Records from a collection:
=====

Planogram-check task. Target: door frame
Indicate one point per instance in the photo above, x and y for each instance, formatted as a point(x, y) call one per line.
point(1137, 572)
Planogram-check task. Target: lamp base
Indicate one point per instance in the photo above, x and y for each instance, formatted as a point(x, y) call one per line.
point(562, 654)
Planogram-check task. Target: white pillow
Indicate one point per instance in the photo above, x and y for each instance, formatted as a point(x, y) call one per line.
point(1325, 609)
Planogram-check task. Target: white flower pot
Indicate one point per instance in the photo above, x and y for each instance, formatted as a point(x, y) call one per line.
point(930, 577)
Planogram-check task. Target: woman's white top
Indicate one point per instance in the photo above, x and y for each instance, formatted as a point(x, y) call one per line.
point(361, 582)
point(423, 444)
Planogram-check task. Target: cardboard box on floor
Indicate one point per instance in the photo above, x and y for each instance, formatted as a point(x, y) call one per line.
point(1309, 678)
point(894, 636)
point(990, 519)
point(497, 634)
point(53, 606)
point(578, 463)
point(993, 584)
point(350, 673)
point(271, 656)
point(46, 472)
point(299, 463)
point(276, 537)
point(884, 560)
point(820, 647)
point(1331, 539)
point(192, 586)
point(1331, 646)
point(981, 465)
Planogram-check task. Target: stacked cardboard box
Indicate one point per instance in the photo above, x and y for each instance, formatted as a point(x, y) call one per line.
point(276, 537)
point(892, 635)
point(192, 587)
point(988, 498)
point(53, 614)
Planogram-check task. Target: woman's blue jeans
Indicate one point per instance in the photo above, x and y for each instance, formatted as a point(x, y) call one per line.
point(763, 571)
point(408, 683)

=====

> **EXERCISE OBJECTIVE**:
What are the lines above, starting at the one with "Planogram-check task. Target: woman's white" and ending at the one with "Planogram-check task. Target: cardboard"? Give them again exactly, and only them.

> **YOUR RESPONSE**:
Planogram-check task. Target: woman's white top
Indicate one point per instance in the photo above, x and y for each instance, formatted as a point(x, y) call one per line.
point(361, 582)
point(423, 444)
Planogram-check task. Target: cardboard box on floor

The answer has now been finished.